◆ **STATED EXERCISE**
Please rewrite each of the entries below, substituting "concise" for every "compact" and keeping everything else unchanged.

(Stored items)
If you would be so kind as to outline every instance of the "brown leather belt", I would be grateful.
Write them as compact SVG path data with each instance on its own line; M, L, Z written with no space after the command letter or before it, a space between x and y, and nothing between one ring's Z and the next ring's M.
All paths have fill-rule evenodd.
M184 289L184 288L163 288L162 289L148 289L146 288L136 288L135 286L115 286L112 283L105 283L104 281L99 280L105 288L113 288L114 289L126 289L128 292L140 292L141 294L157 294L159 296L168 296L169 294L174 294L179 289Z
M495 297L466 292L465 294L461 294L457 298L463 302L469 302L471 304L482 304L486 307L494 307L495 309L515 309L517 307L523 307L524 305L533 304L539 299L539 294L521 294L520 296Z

◆ **RESPONSE TO THIS TASK**
If you would be so kind as to outline every instance of the "brown leather belt", I would be grateful.
Write them as concise SVG path data with each instance on its own line; M, L, Z written with no space after the command letter or before it, a space between x and y, and nothing between one ring's Z and the next ring's M.
All paths have fill-rule evenodd.
M184 289L184 288L163 288L162 289L148 289L146 288L136 288L135 286L115 286L112 283L105 283L104 281L99 280L105 288L113 288L114 289L126 289L128 292L140 292L141 294L157 294L159 296L168 296L169 294L174 294L179 289Z
M495 297L466 292L465 294L461 294L457 298L463 302L469 302L471 304L482 304L486 307L494 307L495 309L515 309L517 307L523 307L524 305L533 304L539 299L539 294L521 294L520 296Z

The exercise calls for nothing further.